[Supplied text — start]
I have immunoflorescence stainings done and some times for few antibodies, I had to give exposure of 600ms or above to detect the signal. what could be the reason ?
There is a variety of reasons why it make not be giving you good signal. It depends on the tissue you used and what antibody you're using. Is it one specific for that tissue? How long are you incubating the slides? At what concentration? What serum are you using to block? Are these cryosections or paraffin?
For example, I often stain 10 micron thick cryosections for apoptosis, but that requires an two hour incubation with the fluorescent secondary for good signal at 150-200ms.
You might try increasing the 2ndary antibody concetration say 1:500 to 1:1000. Your protein might be less expressed in kidneys compared to lungs. Moreover kidney tissues are way more compact than lung tissues, therefore you need higher concentration of your antibodies. In my case, lung tissue sections used to get overstained compared to other compact tissue, your case might be vice versa. Good luck.
Its fine if you use same thickness for the two. You need to lower blocking or increase antibody concentration for the kidney ones. I used go for increased blocking, lower antibody conc for lungs. All the best.
In addition to suggestions above, you can try longer blocking time with goat serum. I've found the signal greatly enhanced and specific when I incubated my slides for ~1-2 hours at least; overnight with certain tissues.
[Supplied text — finish]
[Data records — start]
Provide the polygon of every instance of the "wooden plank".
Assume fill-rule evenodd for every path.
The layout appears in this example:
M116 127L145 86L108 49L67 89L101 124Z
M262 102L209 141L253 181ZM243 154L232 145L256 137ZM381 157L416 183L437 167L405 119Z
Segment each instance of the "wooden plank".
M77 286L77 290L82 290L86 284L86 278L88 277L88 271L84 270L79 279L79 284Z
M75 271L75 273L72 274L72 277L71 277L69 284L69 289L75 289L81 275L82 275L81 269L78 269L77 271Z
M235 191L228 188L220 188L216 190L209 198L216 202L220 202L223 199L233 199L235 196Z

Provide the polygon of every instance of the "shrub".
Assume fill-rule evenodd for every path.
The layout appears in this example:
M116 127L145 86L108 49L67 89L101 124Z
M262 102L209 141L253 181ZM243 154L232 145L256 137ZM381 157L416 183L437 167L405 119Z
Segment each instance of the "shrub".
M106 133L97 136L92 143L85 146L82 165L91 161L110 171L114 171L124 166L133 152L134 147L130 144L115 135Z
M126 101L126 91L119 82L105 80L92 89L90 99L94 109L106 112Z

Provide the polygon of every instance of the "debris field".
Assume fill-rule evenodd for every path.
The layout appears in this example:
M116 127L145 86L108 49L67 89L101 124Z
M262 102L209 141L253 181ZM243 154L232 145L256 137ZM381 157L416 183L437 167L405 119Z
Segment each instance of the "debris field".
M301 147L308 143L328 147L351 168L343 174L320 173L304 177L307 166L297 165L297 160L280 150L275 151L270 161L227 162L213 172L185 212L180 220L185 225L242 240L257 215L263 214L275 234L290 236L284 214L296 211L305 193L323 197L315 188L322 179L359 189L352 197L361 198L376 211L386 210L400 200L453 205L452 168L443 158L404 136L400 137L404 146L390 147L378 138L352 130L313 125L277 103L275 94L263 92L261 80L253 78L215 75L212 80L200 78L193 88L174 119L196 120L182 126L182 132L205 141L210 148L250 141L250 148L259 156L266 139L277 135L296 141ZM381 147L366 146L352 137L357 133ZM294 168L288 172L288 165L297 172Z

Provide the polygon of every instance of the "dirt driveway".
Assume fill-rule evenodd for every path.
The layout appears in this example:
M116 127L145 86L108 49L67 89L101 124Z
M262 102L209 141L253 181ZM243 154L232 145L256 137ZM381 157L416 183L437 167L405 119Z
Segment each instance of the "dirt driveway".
[Data records — finish]
● **Aim of the task**
In the immunofluorescence discussion, list every question asked in the paragraph that begins "There is a variety of reasons." The records have no connection to the text.

● **Final answer**
- Is it one specific for that tissue?
- How long are you incubating the slides?
- At what concentration?
- What serum are you using to block?
- Are these cryosections or paraffin?